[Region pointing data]
------------------------------------------------------------------------

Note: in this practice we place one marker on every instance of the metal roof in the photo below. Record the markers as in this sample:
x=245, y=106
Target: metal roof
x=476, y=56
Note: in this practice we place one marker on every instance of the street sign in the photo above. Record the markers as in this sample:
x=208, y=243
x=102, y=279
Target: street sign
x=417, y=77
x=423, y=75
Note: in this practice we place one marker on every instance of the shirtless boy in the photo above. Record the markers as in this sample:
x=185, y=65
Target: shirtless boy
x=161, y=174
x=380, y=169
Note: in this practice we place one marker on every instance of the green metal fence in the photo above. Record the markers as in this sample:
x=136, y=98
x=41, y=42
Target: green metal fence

------------------------------------------------------------------------

> _Exercise objective_
Check each line of the entries above, and show every one holding the word "place".

> _Answer below_
Note: in this practice we place one marker on every instance of the metal roof in the photo below. Record the markers as in this sample:
Note: in this practice we place one marker on every instance of the street sign in the photo above. Record the markers as in this sample:
Note: in this practice we place one marker on every instance of the shirtless boy in the photo above. Record the markers as in this sample:
Note: in this practice we place one marker on every instance of the green metal fence in the photo above. Record the markers as in this sample:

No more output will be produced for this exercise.